▸ **Exercise requirements**: The answer should contain each record below, repeated exactly.
....
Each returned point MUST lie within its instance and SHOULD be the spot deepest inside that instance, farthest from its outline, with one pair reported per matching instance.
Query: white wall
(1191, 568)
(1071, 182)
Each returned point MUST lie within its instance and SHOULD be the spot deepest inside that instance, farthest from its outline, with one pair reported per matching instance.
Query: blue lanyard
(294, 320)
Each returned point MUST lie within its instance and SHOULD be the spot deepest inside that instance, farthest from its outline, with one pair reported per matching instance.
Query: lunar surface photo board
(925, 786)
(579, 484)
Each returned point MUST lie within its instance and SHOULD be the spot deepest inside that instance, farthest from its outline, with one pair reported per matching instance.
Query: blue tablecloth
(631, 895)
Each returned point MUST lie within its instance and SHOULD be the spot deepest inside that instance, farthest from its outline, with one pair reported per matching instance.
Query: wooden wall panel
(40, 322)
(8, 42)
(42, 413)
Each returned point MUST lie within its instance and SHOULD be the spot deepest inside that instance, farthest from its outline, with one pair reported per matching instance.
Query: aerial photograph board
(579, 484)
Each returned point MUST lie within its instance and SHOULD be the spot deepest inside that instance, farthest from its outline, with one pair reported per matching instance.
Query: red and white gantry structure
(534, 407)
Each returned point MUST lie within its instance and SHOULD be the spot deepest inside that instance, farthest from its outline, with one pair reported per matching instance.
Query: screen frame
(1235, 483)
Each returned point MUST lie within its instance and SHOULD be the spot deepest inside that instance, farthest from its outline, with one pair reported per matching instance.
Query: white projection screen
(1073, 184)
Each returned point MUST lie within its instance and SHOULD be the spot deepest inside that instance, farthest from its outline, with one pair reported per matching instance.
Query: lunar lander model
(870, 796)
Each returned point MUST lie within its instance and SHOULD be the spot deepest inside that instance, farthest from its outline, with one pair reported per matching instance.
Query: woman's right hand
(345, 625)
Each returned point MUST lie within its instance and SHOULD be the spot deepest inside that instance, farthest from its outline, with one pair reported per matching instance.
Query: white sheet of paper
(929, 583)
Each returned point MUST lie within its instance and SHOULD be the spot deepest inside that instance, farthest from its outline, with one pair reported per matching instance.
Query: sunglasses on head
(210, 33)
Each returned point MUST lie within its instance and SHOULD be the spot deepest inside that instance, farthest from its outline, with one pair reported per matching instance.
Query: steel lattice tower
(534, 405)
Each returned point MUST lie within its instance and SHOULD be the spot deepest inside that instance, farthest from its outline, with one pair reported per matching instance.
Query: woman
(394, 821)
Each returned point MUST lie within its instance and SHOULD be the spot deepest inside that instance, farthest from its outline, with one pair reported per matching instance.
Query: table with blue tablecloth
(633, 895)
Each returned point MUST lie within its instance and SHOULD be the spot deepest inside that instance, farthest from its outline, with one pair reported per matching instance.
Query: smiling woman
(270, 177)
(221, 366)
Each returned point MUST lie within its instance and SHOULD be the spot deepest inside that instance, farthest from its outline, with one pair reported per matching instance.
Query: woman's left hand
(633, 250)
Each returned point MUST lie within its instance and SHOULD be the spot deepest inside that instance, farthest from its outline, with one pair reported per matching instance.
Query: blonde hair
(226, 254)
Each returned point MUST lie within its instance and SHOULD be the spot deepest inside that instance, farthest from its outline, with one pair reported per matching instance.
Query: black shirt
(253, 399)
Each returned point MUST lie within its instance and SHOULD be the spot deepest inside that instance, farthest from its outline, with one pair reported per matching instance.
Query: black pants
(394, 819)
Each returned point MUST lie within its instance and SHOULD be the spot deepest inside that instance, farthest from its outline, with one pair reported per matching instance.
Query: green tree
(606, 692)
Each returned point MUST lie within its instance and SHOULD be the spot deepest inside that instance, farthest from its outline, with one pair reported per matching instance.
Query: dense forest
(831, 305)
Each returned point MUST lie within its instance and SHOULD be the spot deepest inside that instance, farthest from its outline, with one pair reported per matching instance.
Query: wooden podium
....
▸ **Exercise answer**:
Each returned point MUST lie within its instance and SHOULD be the spot deepest inside that instance, farthest from its outline, with one pair reported per matching instance.
Query: white wall
(1191, 568)
(1071, 182)
Each returned point MUST lie within its instance and SHOULD be the spot deepest inside that instance, farthest from its outline, with one pair reported per matching instance.
Query: blue lanyard
(294, 320)
Each returned point MUST lie within its instance and SHOULD be the spot deepest inside that instance, farthest from its outline, with one pair reported per matching instance.
Query: lunar surface photo board
(925, 786)
(579, 484)
Each returned point MUST lie within its instance and SHOULD be the spot deepest inside that instance, farthest from its outline, with one pair reported per matching instance.
Query: blue tablecloth
(631, 895)
Each returned point MUST lie within its instance and SHOULD be the spot deepest inside that instance, farthest from its outline, with one pair reported per matching instance.
Query: wooden wall panel
(40, 322)
(8, 42)
(42, 413)
Each returned point MUST lie within its instance and SHOULD be the spot deepest inside that instance, farthest from its outline, with one pair reported per matching instance.
Query: aerial photograph board
(579, 484)
Each returned point MUST lie within its instance and SHOULD be the spot deepest inside that instance, farthest from its outline, with one pair reported per matching instance.
Query: red and white gantry structure
(534, 407)
Each returned point MUST lie within its instance and SHOULD be the spot deepest inside that instance, farthest from its outline, with one pair reported per matching instance.
Query: screen frame
(1235, 483)
Each returned point MUST lie within its instance and SHOULD be the spot deepest inside that instance, farthest from its outline, with one pair reported per matching instance.
Query: white projection screen
(1073, 184)
Each returned point MUST lie within its instance and SHOULD be the spot deepest inside that instance, farthest from its outline, with one pair reported per matching instance.
Query: lunar lander model
(870, 796)
Each returned point MUST lie within its instance and SHOULD be the spot deepest inside that instance, farthest from its outline, with one pair reported per matching instance.
Query: woman's right hand
(345, 625)
Each returned point MUST lie within its instance and SHOULD be the spot deepest inside that instance, farthest from its outline, with one pair reported per matching instance.
Query: white sheet of paper
(929, 583)
Each returned point MUST lie within its instance and SHOULD be the spot deepest inside that instance, farthest from its outline, with one pair reported per matching instance.
Query: sunglasses on head
(210, 33)
Each returned point MUST lie within its instance and SHOULD be the spot deepest inside that instance, farthest from its outline, with one pair reported per matching instance.
Query: steel lattice tower
(534, 405)
Each returned point MUST lie within its instance and SHOULD be the spot deepest inside that instance, farthest from its outline, with one pair reported per matching instance.
Query: woman
(394, 821)
Each returned point MUST lie within its instance and SHOULD be the spot deepest inside that instance, farthest from its outline, with one pair reported per matching instance.
Query: table with blue tablecloth
(633, 895)
Each returned point MUST lie within its instance and SHOULD be the spot deepest inside that instance, farthest from its outline, with one pair reported per matching instance.
Query: smiling woman
(270, 177)
(221, 366)
Each returned point MUST lie within its instance and SHOULD be the spot deepest inside that instance, farthest from its outline, with one pair reported per matching instance.
Query: woman's left hand
(633, 250)
Each returned point MUST lie within its instance and SHOULD be the spot deepest inside that instance, farthest from its outline, with one pair reported per matching instance.
Query: blonde hair
(226, 254)
Each returned point MUST lie within its instance and SHOULD be the spot deepest inside that instance, farthest from its outline, with one pair reported per matching instance.
Query: black shirt
(253, 399)
Each returned point MUST lie within its instance and SHOULD be the spot deepest inside that instance, farthest from its outline, with one pair reported per matching instance.
Query: black pants
(394, 819)
Each returned point MUST lie within its instance and SHOULD be the spot deepest inside that instance, farthest from its outline, with one pair reported per matching instance.
Query: green tree
(606, 692)
Each returned point MUST lie within its instance and SHOULD be the spot deepest inside that instance, farthest from its outline, with one pair reported per matching instance.
Query: dense forest
(831, 305)
Each returned point MUST lie within its instance and SHOULD be the spot deepest inside that instance, farthest from its outline, with one pair reported per matching instance.
Query: wooden podium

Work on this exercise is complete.